** START OF Dataset **
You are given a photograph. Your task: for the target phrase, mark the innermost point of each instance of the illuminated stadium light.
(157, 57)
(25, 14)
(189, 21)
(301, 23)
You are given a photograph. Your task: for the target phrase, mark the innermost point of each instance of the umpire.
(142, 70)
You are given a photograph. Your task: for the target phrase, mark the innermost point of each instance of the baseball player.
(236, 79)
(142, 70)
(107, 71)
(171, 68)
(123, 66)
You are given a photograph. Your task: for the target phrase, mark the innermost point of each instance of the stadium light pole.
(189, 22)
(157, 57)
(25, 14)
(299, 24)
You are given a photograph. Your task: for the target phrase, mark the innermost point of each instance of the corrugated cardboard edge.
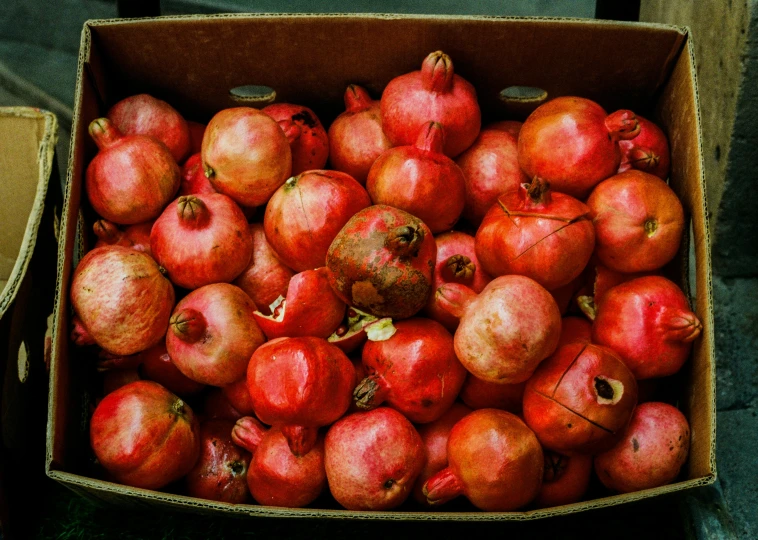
(45, 158)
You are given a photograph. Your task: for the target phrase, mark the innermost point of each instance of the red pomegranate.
(306, 213)
(435, 93)
(639, 222)
(456, 263)
(356, 138)
(267, 277)
(537, 233)
(381, 262)
(412, 178)
(415, 371)
(131, 178)
(580, 399)
(145, 115)
(300, 384)
(506, 330)
(647, 321)
(202, 239)
(246, 155)
(308, 140)
(490, 168)
(572, 143)
(221, 470)
(648, 151)
(650, 454)
(372, 459)
(122, 300)
(212, 334)
(493, 459)
(144, 435)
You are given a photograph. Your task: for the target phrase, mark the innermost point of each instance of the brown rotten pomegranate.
(131, 178)
(494, 460)
(202, 239)
(381, 262)
(122, 300)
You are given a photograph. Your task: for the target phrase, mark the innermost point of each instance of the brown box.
(193, 62)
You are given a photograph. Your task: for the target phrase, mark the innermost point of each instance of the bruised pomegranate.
(131, 178)
(415, 371)
(202, 239)
(144, 435)
(506, 330)
(647, 321)
(537, 233)
(212, 334)
(220, 473)
(122, 300)
(639, 222)
(435, 93)
(372, 459)
(300, 384)
(356, 138)
(145, 115)
(412, 177)
(306, 213)
(572, 143)
(580, 399)
(494, 460)
(246, 155)
(650, 454)
(381, 262)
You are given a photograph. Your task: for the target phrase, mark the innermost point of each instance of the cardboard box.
(193, 62)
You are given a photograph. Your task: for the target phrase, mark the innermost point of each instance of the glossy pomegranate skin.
(145, 436)
(122, 299)
(580, 399)
(647, 321)
(306, 213)
(639, 222)
(220, 473)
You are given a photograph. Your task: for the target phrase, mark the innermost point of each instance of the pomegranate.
(536, 233)
(580, 399)
(412, 178)
(145, 115)
(647, 321)
(434, 436)
(435, 93)
(202, 239)
(300, 384)
(456, 263)
(372, 459)
(415, 371)
(310, 309)
(572, 143)
(356, 138)
(639, 222)
(144, 435)
(308, 140)
(650, 454)
(493, 459)
(266, 278)
(122, 300)
(221, 470)
(212, 334)
(648, 151)
(131, 178)
(381, 262)
(306, 213)
(506, 330)
(246, 155)
(490, 168)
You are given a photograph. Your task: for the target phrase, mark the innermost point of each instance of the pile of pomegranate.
(404, 304)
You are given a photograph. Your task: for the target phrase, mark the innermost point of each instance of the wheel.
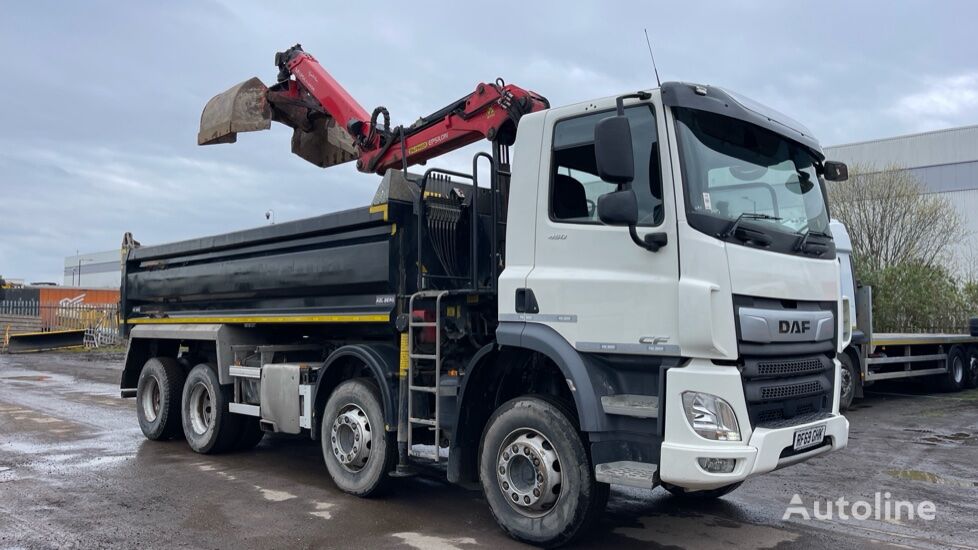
(700, 496)
(536, 473)
(158, 398)
(953, 380)
(250, 435)
(848, 379)
(207, 424)
(971, 374)
(357, 450)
** END OF Dataset **
Copy every one of the records above line for line, without changing anything. Leave the pictures out.

You are given a photograph. Your task: for the target phrase, mark the innermost point of each instance of the illuminated stadium light.
(157, 57)
(25, 14)
(189, 21)
(301, 23)
You are given a photograph. Your task: for the target phrase, mark the innermost point of each instance of the umpire.
(142, 70)
You are given a photograph. Your task: for the target phrase, mark the innermost point of each instance of the baseball player.
(236, 79)
(142, 70)
(107, 71)
(171, 68)
(123, 66)
You are given a photograph. Your task: for the target phrase, mark the innermost point of each instance of the stadium light pole.
(189, 22)
(157, 57)
(25, 14)
(299, 24)
You are given a photograph. Your task: for the target phrase, mark the innermost point of each instance of the corrugated cardboard edge.
(45, 158)
You are given a photograph. Your task: for the target phrase, mark the innermost point of each instance of the red pomegranate.
(306, 213)
(435, 93)
(639, 222)
(456, 263)
(356, 138)
(267, 277)
(537, 233)
(381, 262)
(412, 178)
(415, 371)
(131, 178)
(580, 399)
(145, 115)
(300, 384)
(506, 330)
(647, 321)
(202, 239)
(246, 155)
(308, 140)
(490, 168)
(572, 143)
(221, 470)
(648, 151)
(650, 454)
(372, 459)
(122, 300)
(212, 334)
(493, 459)
(144, 435)
You are given a photograph. Your task: for the target phrase, mark the innermost point of each instance of the brown rotten pomegranate.
(131, 178)
(494, 460)
(202, 239)
(381, 262)
(122, 300)
You are given a photograph. Your task: for the target phrase, mark the innermost point of each instance of the brown box.
(193, 62)
You are given a photograph. Your task: for the target phrase, mark the innermost point of each instance of the bruised pomegranate.
(131, 178)
(415, 371)
(202, 239)
(144, 435)
(506, 330)
(647, 321)
(537, 233)
(212, 334)
(220, 473)
(122, 300)
(639, 222)
(435, 93)
(372, 459)
(300, 384)
(356, 138)
(145, 115)
(412, 177)
(306, 213)
(572, 143)
(580, 399)
(494, 460)
(246, 155)
(650, 454)
(381, 262)
You are given a photograph. Your task: for the target phrase, mark the innermost point of each instance of the cardboard box.
(193, 62)
You are given a photograph. Your task: for the target phrase, mark the innermost point of each instance of the glossy pomegranate skin.
(145, 436)
(122, 299)
(580, 399)
(647, 321)
(306, 213)
(639, 222)
(220, 473)
You are given a photograph. Your task: for the target phrase, mark the innermost point of each instance of the pomegranate.
(536, 233)
(580, 399)
(412, 178)
(145, 115)
(647, 321)
(434, 436)
(435, 93)
(202, 239)
(300, 384)
(456, 263)
(372, 459)
(415, 371)
(310, 309)
(572, 143)
(356, 138)
(639, 222)
(144, 435)
(308, 140)
(650, 454)
(493, 459)
(266, 278)
(122, 300)
(221, 470)
(212, 334)
(648, 151)
(131, 178)
(381, 262)
(306, 213)
(506, 330)
(246, 155)
(490, 168)
You are given a photograph. Your task: for the target phrase, mark the innermost point of each instance of the pile of pomegranate.
(404, 304)
You are given a photograph. Your task: for the target phrase, mark the innermost point of each instance of the wheel.
(700, 496)
(536, 473)
(158, 398)
(953, 380)
(250, 435)
(848, 379)
(207, 424)
(971, 374)
(357, 450)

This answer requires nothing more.